TASK GOAL: Reproduce the data from the line that contains "the white sea" through the end of the data, substituting "open sea" for "turquoise ocean" and leaving every other word unchanged.

PROVIDED DATA:
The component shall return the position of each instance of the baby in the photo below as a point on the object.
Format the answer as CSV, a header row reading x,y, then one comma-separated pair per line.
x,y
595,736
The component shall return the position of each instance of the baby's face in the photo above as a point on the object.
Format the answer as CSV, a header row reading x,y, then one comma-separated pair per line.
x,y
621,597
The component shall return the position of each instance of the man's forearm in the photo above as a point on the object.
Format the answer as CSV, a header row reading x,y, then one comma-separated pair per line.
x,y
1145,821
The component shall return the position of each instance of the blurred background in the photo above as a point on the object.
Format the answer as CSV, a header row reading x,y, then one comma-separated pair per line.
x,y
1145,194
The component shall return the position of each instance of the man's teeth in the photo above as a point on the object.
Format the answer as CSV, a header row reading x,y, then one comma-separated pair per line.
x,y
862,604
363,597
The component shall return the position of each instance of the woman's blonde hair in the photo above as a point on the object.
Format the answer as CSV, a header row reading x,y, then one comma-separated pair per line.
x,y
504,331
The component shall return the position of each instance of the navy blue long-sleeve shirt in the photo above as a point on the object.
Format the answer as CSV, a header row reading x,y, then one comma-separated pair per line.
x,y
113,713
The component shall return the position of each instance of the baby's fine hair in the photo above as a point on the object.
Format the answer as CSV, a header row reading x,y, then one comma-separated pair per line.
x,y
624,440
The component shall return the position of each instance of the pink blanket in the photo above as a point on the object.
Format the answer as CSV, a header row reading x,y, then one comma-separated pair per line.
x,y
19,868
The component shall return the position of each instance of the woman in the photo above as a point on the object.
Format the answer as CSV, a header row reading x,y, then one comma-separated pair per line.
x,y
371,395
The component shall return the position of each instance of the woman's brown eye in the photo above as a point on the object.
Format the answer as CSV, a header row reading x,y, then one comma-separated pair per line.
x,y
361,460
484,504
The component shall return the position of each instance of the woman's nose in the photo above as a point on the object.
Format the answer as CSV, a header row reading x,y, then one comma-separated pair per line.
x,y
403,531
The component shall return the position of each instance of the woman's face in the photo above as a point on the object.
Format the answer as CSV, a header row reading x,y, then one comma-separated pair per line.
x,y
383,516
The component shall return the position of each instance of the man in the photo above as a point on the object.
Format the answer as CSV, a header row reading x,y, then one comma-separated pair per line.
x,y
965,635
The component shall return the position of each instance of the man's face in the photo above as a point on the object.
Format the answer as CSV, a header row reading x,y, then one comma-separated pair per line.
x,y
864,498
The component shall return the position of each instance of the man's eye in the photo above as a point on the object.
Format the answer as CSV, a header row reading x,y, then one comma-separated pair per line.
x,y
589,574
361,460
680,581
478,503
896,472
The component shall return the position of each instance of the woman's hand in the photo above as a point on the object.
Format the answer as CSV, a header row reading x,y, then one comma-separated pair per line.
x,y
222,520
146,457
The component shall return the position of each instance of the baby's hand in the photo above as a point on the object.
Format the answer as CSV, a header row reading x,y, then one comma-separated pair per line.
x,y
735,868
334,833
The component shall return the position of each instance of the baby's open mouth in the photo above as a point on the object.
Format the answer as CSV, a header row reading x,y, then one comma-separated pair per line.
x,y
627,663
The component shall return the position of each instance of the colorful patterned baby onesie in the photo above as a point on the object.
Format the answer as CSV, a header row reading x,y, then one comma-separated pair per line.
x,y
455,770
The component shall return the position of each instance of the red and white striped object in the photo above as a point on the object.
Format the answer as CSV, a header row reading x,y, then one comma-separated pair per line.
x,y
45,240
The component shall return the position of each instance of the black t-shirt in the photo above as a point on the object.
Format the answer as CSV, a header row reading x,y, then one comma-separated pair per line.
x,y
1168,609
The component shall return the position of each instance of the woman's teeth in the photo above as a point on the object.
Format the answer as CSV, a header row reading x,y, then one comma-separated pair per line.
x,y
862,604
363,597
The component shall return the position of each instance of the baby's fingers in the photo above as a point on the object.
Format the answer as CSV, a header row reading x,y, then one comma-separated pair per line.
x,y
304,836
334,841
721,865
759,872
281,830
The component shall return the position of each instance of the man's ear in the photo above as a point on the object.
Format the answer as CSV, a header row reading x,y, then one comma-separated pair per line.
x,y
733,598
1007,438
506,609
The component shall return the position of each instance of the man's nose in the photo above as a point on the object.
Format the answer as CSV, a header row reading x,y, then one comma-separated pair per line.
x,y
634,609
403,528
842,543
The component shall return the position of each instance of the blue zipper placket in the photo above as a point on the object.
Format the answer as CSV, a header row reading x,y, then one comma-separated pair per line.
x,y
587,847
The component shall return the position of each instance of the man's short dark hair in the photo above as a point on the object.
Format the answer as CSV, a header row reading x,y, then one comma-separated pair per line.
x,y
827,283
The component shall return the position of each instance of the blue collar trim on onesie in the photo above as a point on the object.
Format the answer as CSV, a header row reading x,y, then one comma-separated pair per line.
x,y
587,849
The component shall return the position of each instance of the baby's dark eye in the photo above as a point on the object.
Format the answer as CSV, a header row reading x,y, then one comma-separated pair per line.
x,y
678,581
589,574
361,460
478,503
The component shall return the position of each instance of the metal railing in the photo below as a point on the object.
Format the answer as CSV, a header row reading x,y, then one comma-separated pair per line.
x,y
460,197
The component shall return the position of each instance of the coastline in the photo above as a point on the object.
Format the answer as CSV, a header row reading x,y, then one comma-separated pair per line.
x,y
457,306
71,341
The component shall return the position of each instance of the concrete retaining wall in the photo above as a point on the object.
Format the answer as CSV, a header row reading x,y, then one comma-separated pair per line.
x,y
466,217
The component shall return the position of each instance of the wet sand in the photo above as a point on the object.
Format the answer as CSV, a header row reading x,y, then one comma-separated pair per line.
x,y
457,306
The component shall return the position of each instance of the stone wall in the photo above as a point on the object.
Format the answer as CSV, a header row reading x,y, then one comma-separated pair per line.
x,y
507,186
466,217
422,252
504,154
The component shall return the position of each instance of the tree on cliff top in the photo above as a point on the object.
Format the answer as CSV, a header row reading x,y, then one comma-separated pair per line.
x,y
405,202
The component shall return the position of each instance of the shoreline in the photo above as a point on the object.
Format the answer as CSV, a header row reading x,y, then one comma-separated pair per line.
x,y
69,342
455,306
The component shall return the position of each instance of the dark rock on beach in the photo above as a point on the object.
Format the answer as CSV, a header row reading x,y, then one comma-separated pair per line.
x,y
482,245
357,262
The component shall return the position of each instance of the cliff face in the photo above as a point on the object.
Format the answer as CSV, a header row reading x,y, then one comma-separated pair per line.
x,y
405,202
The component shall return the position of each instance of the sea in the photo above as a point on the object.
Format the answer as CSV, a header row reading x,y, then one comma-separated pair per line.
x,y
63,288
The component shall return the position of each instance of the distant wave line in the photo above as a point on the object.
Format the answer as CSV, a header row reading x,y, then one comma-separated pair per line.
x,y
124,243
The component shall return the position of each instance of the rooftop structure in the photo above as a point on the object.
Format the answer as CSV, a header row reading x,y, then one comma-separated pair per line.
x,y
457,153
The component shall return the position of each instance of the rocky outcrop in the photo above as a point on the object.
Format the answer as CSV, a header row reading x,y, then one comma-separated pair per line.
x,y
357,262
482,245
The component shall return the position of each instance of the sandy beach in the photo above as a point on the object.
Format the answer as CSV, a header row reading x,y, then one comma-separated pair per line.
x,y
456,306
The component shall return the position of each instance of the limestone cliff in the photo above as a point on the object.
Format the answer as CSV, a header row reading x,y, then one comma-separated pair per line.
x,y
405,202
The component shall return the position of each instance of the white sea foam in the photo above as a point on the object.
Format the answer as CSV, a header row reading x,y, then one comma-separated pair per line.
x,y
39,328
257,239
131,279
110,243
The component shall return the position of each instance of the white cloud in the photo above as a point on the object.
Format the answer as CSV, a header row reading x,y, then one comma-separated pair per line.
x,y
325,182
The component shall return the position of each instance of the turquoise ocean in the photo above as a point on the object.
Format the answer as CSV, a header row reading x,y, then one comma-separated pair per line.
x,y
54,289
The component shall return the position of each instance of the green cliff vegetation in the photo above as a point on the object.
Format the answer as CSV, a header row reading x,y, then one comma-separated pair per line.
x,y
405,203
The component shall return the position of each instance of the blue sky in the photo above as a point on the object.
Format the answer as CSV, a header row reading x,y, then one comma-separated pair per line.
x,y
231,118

EXPECTED ANSWER:
The component shall return the position of each instance of the white sea foam in the photo above as a point on the object.
Format the answer as CSV, a header row reading x,y, then one comma-separated pair per line.
x,y
39,328
257,239
131,279
110,243
The component shall return the position of each instance of the white cloud in the photo above as a point on the object.
Format the answer as CSV, a header row reading x,y, then one comma-separated pair per line.
x,y
325,182
The component shall return the position of each instance of the open sea in the photo above as a point on the object.
Format the answer as CSV, a header row reading x,y, then one comma-separated pair per line.
x,y
54,289
The component shall return the position of each instance of the green cliff vegetation in the photo above as a point on the object.
Format the answer as CSV, a header row reading x,y, then one comma-separated pair per line.
x,y
405,203
The component shall return the position of each instance of the blue sky in the photo above as a point on the object.
Format the answer as CSV, a header row reading x,y, then one comma-separated pair per line.
x,y
231,118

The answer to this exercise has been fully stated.